▶ Task requirements
Rewrite the material below with every "photo" swapped for "image" and everything else unchanged, and leave out the pictures.

▶ Rows

::::::

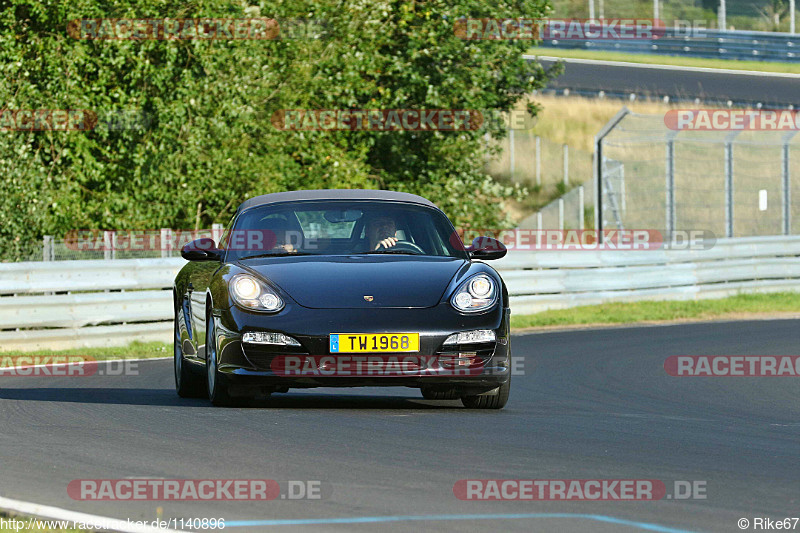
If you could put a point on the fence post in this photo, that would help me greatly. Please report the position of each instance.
(48, 251)
(786, 185)
(216, 232)
(511, 152)
(670, 192)
(728, 188)
(108, 245)
(598, 170)
(166, 242)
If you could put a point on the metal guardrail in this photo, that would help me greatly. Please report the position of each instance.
(705, 43)
(43, 306)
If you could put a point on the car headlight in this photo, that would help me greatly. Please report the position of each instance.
(251, 293)
(267, 337)
(478, 293)
(476, 336)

::::::

▶ Answer to the task
If you could put a point on the fence post in this image, that would help me greatly. Please report the position of each instance.
(48, 251)
(786, 185)
(216, 232)
(511, 152)
(670, 192)
(728, 188)
(108, 245)
(598, 170)
(166, 242)
If you could put a point on the metal guardrail in this image, that would help me greatly. Please report the position of each instance.
(705, 43)
(43, 306)
If you could put a point on the car headlight in this image, that would help me greatly. Please report the position of each instance.
(251, 293)
(267, 337)
(478, 293)
(476, 336)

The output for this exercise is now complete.